** Start of Records shown **

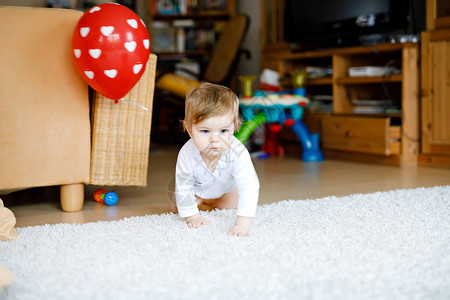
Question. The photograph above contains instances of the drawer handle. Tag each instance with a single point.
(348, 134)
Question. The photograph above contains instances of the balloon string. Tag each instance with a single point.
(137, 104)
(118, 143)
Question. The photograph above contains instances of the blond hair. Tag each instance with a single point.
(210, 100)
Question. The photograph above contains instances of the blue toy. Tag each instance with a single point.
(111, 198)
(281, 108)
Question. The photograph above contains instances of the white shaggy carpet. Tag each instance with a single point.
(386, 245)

** End of Records shown **
** Start of Records shown **

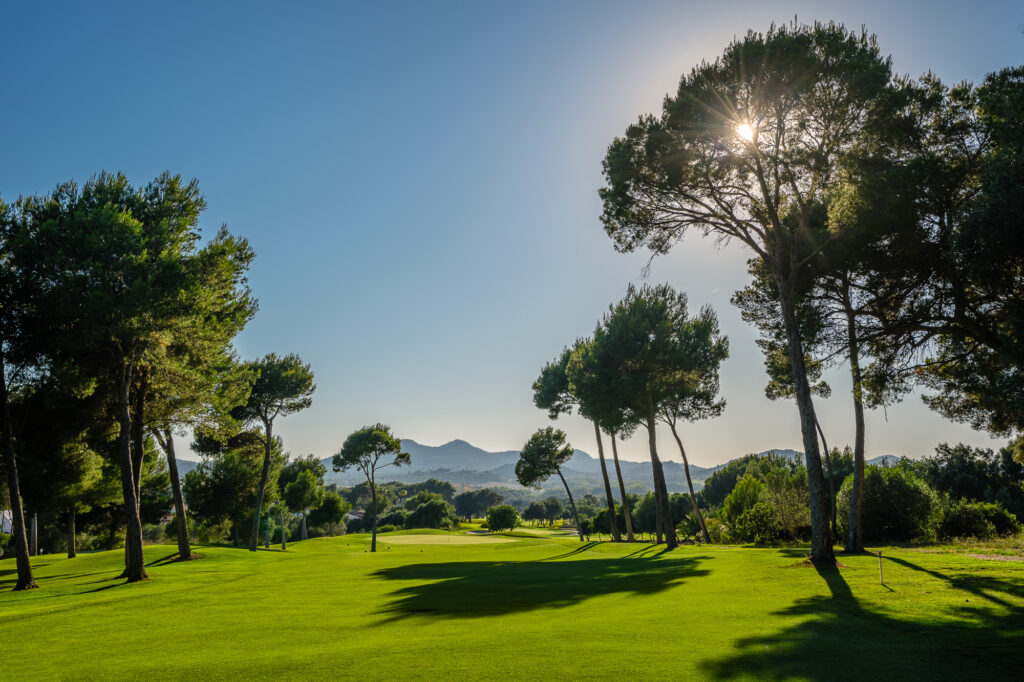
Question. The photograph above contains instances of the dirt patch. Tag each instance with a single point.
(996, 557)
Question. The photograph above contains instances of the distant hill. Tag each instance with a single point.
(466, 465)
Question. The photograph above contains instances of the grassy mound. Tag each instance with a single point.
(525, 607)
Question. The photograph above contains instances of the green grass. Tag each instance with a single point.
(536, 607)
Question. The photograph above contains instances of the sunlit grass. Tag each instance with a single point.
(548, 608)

** End of Records shown **

# Exercise details:
Gather each line of the material above that contains the string "patch" and copy those lines in full. Treat uppercase and lowercase letters as different.

# Written response:
Question. The photograph above contains instances of the dirt patch. Tag each instance with a single point.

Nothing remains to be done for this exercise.